EXTRACT TO READ:
Thompson outlined how Louis and Zélie both worked in addition to raising their family, he as a watchmaker and she as a producer of fine lace. They also experienced much suffering, especially through the loss of four children, three in infancy, one daughter at age five. Zélie died of breast cancer at the young age of 45, leaving Louis alone to raise their remaining five daughters, all of whom entered cloistered life, a huge sacrifice for their father.

The Martins “lived out the church’s teaching heroically,” Thompson said, noting with their canonization, “they will become universal examples of how to be a Christian husband and wife, father and mother.”

David and Theresa McPike shared their personal witness of “Flowers from the Martin Family.” Married for 10 years, the parents of five, their “world was turned upside down” when their eldest child, Naomi Therese, died an accidental death at age five. “It was the worst and most grace-filled moment of my life,” said Theresa.

A week or two before Naomi’s death, Thompson had given her a book, A Call to a Deeper Love, featuring the correspondence of the Martin family. The Martins had suffered the loss the McPike’s were experiencing four times, Theresa said. Like the Martins, though sorrowing, they abandoned themselves “to God’s holy will.”

“Our loss and pain didn’t hurt our family; it made it even stronger,” she said.

“This soul-wracking experience” deepened their understanding of themselves as children of God and of the Catholic Church, David McPike said.

“The church is the place to foster the birth and growth of saints,” he said, “To prepare them to be filled with God, loving mercy, justice and love.”

Nazareth Family Apostolate leaders Cheryl and David Darwent shared how their offering of three or four one-week retreats a summer over the past 15 years had helped their 35-year marriage.

“We brought a lot of baggage into our marriage,” said Cheryl. “No one knew the hidden suffering.”

David said the baggage was mostly his, since he had been sexually abused by an older brother, now deceased, from infancy until he was 10 years old. Scripture verses 2 Corinthians 12:9 about how God’s grace is made perfect in weakness and John 3:20 about how everyone who participates in evil hates the light became touchstones for his spiritual growth and deliverance, he said.

Through “exposing darkness to light,” David said he found freedom “to live in the light.”

He found the stigma of the abuse, that had been “kept in darkness,” no longer had power over him as he shared it how it had contributed to lust, anger and selfishness in his family life.

INFORMATION GIVEN:
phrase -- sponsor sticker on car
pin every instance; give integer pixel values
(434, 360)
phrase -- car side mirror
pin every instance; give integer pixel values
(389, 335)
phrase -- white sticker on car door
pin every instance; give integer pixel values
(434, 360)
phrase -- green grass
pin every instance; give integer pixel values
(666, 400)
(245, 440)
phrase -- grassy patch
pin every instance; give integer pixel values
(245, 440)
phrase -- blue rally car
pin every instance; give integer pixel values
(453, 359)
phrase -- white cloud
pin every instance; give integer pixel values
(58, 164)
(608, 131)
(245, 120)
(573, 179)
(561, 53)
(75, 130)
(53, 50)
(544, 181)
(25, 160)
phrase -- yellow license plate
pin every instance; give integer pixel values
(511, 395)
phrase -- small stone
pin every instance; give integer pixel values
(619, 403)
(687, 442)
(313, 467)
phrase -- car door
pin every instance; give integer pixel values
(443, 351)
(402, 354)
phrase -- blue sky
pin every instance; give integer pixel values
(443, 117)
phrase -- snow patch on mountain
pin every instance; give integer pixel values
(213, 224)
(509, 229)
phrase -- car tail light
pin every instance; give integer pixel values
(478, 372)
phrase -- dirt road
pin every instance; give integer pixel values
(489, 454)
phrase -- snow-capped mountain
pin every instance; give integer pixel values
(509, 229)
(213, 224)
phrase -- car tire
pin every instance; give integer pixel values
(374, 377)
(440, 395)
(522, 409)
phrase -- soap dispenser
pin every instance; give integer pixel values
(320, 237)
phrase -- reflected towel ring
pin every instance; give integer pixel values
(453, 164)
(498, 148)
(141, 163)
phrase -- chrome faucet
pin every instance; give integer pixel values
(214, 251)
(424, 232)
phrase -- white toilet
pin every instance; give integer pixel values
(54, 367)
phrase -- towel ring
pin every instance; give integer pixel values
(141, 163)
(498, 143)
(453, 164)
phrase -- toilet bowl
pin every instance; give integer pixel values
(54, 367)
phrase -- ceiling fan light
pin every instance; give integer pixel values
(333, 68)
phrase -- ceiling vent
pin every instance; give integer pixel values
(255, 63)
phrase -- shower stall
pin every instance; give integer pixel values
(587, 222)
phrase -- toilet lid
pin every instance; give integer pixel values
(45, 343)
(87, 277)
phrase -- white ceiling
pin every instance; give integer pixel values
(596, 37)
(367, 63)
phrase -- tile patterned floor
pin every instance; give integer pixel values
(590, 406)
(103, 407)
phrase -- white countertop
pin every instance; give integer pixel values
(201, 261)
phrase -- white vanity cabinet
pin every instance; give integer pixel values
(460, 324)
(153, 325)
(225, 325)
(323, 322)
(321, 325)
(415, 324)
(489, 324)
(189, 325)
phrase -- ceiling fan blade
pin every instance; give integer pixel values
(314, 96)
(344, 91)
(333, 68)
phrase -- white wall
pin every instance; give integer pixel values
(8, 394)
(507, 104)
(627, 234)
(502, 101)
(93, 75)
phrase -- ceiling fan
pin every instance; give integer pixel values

EXERCISE REQUIREMENTS:
- 1) What was Louis Martin's trade, according to the article on the Martin family?
- 2) Please repeat the article on the Martin family word for word, starting with "He found the" and going on through "his family life.".
- 3) Write what follows the last sentence of the article on the Martin family and the married couples' witness.

ACTIVITY ANSWERS:
- 1) He was a watchmaker.

- 2)
He found the stigma of the abuse, that had been “kept in darkness,” no longer had power over him as he shared it how it had contributed to lust, anger and selfishness in his family life.

- 3)
The retreats provided a place where God could heal their marriage and family life in ways they never thought possible, he said. The Darwents said the retreats have helped them experience the support of other Catholic families. “We are not alone in this journey of holiness,” he said.

Keynote speakers Rita and Gerard McCarthy, founders of the St. John’s, Nfld.-based Marriages for Mary apostolate, spoke on God’s divine plan for marriage and on families’ mission to love.

So many confuse love with a feeling, on “what you are getting, not what we’re giving,” said Rita. Jesus calls us to love one another “as I have loved you.”

The McCarthys said they have tried to intentionally live out unconditional, merciful and sacrificial love in their marriage.

“Mercy is critical in marriage, day in and day out,” she said. “Family life offers so many opportunities for mercy.”

“We must never give up on one another,” said Gerard.

The message of, “No matter what, we are together,” sends a message of the indissolubility of marriage, he said.

As for sacrificial love, to follow Jesus’ example, “we literally have to love each other to the point of death, letting go of our own agendas to love sacrificially,” Rita said. “Letting go of our own agendas to love sacrificially, being intentional on this is really hard.”

Gerard recalled a weekend where he had promised Rita a walk around the lake and lunch out. Then, however, he got a call from his brother-in-law, asking if he would like to join him in moose hunting that weekend.

“You’re joking, right?” when Gerard told his brother-in-law why he could not go. “I did not go. I was present with my wife on that day.”

Rita said she was elated that day. “I am more important than a moose!”

Gerard added, “The byes (boys) did not get a moose that day.”